[Pointing and labeling records]
** begin **

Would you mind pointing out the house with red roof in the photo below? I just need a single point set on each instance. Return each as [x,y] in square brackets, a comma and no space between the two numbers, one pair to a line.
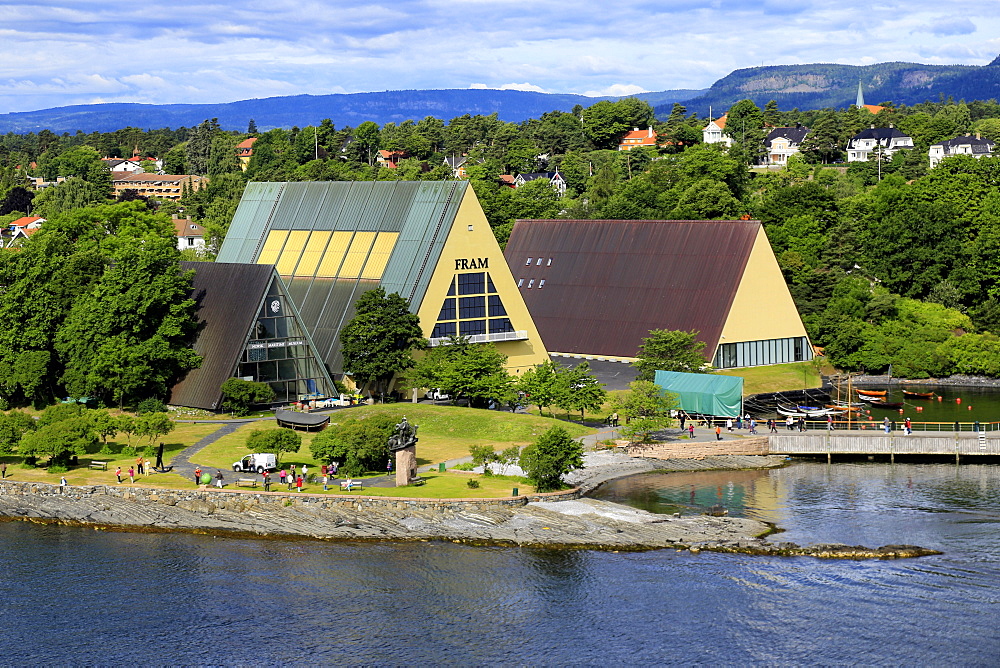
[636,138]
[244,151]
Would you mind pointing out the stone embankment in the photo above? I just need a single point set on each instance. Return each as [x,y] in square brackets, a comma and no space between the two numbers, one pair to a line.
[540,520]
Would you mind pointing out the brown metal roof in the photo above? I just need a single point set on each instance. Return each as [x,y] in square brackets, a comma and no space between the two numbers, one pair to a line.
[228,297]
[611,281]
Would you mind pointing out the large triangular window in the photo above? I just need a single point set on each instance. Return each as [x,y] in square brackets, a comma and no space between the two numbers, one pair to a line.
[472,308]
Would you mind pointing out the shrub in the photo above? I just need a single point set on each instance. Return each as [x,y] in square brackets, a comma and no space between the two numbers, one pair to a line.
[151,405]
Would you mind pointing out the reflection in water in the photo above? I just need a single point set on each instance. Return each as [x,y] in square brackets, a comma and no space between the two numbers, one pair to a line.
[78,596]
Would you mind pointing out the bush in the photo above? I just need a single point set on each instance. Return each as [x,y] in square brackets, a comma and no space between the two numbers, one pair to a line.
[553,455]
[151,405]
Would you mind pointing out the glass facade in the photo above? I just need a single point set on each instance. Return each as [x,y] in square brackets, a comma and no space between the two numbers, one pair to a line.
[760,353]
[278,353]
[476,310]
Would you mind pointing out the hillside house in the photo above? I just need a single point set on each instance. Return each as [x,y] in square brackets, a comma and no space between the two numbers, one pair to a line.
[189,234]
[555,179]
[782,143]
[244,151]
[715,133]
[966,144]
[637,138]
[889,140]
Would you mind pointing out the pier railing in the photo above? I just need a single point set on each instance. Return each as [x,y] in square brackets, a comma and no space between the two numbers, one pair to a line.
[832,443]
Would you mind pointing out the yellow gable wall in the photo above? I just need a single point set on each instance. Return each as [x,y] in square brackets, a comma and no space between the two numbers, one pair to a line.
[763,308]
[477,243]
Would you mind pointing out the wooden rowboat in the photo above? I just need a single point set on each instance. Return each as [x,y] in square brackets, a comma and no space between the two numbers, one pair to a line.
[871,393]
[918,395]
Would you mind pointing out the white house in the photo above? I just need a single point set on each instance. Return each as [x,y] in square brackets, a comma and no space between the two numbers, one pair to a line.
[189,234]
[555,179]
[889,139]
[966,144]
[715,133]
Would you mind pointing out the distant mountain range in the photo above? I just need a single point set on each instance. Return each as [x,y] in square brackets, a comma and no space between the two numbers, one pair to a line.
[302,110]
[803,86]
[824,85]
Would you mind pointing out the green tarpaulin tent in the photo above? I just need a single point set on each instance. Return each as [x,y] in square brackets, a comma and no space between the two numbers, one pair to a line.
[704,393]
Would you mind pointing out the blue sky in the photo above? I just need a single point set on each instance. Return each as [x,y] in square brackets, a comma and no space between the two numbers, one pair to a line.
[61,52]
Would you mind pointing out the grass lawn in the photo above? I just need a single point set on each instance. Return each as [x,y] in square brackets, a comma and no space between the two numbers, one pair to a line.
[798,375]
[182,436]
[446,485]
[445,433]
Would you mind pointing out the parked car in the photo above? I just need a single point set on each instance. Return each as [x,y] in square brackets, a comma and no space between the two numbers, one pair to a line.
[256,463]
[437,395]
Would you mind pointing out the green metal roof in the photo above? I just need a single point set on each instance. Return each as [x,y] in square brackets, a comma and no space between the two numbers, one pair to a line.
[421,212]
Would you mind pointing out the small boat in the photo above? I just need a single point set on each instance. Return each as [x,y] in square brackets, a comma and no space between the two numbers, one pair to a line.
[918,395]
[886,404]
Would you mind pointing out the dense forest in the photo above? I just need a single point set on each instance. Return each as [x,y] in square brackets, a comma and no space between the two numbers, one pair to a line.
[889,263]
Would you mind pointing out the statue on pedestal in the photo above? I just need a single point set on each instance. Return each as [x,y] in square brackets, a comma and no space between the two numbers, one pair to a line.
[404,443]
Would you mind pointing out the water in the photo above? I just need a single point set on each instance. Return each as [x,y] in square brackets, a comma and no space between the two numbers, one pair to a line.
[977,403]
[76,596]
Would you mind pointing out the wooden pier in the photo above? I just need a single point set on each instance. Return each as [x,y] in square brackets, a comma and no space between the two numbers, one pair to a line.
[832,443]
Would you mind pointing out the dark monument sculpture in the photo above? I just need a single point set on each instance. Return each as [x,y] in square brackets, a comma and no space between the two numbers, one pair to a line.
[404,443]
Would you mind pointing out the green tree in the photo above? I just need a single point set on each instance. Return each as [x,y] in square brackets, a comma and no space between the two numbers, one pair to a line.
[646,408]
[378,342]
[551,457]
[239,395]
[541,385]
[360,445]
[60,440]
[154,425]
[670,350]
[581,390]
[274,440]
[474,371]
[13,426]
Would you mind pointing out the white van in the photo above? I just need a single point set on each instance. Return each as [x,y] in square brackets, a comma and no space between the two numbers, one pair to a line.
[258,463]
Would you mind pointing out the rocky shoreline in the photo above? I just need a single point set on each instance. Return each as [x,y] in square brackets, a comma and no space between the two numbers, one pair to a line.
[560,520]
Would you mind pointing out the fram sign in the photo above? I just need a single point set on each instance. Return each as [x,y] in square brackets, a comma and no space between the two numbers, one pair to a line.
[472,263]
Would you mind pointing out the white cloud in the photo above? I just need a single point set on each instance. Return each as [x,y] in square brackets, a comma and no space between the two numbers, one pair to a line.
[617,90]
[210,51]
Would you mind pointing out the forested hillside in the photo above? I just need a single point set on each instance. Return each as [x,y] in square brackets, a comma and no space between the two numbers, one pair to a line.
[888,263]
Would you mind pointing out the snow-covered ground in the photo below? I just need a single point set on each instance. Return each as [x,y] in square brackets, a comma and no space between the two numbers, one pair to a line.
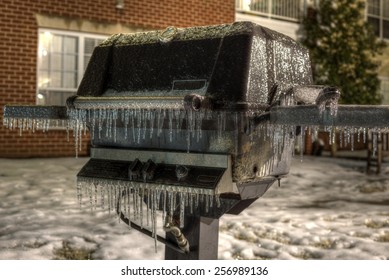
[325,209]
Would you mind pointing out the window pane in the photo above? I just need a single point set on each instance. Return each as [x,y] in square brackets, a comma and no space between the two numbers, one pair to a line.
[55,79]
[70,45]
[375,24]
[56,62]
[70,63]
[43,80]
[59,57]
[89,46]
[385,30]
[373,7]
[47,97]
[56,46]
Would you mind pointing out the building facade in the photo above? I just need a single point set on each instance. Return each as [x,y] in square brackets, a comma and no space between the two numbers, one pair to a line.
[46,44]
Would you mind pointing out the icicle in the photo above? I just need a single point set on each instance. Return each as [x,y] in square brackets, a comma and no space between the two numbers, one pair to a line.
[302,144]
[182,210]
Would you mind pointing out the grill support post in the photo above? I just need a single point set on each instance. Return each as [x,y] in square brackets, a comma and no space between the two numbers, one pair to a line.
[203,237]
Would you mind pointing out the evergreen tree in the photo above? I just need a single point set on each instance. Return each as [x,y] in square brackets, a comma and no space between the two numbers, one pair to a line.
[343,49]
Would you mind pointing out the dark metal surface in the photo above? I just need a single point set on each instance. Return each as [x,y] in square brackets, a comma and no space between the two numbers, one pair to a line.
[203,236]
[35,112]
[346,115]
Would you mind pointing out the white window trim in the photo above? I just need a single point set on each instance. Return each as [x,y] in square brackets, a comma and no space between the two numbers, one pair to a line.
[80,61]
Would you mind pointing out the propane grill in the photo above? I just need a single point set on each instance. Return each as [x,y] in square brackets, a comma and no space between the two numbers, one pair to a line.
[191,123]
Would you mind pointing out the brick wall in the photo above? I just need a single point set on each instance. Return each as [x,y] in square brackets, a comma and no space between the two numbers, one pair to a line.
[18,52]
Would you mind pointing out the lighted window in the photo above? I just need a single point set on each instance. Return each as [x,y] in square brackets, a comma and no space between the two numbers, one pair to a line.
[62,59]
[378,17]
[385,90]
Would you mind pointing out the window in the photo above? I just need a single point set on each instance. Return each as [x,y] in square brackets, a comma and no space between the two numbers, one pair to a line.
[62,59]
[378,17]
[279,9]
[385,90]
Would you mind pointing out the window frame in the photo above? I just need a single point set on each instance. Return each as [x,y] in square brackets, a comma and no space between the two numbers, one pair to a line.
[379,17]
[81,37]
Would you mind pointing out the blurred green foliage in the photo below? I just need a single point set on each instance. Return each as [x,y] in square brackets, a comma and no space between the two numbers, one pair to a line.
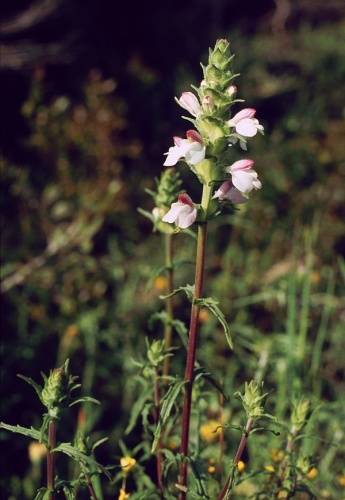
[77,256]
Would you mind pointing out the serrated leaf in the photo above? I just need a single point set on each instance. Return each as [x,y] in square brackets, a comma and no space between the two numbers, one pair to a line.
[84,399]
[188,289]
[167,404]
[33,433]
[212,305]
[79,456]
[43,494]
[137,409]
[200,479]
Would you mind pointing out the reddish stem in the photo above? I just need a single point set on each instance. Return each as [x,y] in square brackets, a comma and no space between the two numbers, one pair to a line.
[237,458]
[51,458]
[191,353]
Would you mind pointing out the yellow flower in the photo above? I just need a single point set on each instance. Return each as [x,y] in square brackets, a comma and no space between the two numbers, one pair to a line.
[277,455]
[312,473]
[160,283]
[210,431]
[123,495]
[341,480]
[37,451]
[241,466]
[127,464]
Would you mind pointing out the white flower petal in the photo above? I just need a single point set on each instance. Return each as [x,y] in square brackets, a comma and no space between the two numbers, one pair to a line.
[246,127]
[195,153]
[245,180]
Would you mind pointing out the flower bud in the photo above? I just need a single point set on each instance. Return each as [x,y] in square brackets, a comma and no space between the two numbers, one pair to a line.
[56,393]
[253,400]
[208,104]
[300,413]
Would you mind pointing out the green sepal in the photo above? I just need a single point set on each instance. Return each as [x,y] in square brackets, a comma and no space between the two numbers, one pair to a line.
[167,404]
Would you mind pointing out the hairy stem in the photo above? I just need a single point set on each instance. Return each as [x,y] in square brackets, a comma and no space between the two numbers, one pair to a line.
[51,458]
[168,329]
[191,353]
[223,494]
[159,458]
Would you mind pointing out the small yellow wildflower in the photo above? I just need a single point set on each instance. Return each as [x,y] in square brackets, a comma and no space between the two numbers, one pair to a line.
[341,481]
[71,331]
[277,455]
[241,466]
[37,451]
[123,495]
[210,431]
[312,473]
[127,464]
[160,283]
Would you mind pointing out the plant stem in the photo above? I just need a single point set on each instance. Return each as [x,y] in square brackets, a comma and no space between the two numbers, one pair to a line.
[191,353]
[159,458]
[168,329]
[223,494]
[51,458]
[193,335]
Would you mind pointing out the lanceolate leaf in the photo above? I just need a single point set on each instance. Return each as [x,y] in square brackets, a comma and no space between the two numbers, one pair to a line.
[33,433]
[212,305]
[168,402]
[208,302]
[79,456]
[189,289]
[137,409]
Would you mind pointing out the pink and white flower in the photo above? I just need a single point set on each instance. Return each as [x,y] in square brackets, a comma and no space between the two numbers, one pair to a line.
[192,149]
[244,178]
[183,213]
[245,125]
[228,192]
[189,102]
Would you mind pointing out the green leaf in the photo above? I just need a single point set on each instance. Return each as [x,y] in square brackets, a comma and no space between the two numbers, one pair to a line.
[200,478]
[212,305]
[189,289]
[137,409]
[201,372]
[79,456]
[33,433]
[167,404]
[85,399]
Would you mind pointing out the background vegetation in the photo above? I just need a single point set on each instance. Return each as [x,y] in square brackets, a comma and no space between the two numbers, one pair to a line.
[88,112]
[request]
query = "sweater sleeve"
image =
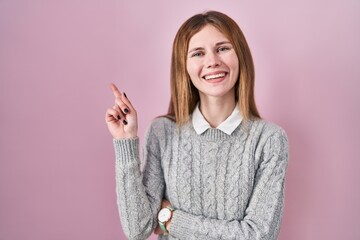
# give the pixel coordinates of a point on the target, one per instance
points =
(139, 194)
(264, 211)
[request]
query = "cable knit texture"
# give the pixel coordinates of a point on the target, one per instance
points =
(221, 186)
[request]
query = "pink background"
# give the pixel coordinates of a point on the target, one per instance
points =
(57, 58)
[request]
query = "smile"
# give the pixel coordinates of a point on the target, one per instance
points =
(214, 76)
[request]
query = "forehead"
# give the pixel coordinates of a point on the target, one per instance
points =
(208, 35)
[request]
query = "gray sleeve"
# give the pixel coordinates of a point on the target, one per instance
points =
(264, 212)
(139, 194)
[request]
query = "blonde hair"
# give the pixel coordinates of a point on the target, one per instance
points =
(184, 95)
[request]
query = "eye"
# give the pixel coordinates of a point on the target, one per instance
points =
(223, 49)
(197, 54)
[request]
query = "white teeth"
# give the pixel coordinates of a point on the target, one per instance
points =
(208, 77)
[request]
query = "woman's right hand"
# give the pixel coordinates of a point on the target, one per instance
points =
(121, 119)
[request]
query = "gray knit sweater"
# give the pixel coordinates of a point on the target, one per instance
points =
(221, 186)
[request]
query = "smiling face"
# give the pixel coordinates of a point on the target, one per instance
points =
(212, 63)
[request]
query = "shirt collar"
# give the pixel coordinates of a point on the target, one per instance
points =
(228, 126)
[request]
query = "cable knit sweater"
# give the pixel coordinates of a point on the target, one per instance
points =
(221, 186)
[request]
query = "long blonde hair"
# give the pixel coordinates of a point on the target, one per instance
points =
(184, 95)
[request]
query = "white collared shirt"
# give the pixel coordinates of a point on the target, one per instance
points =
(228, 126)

** end **

Count the lines in the records that contain the string "background", treating case as significant, and reply with only that number.

2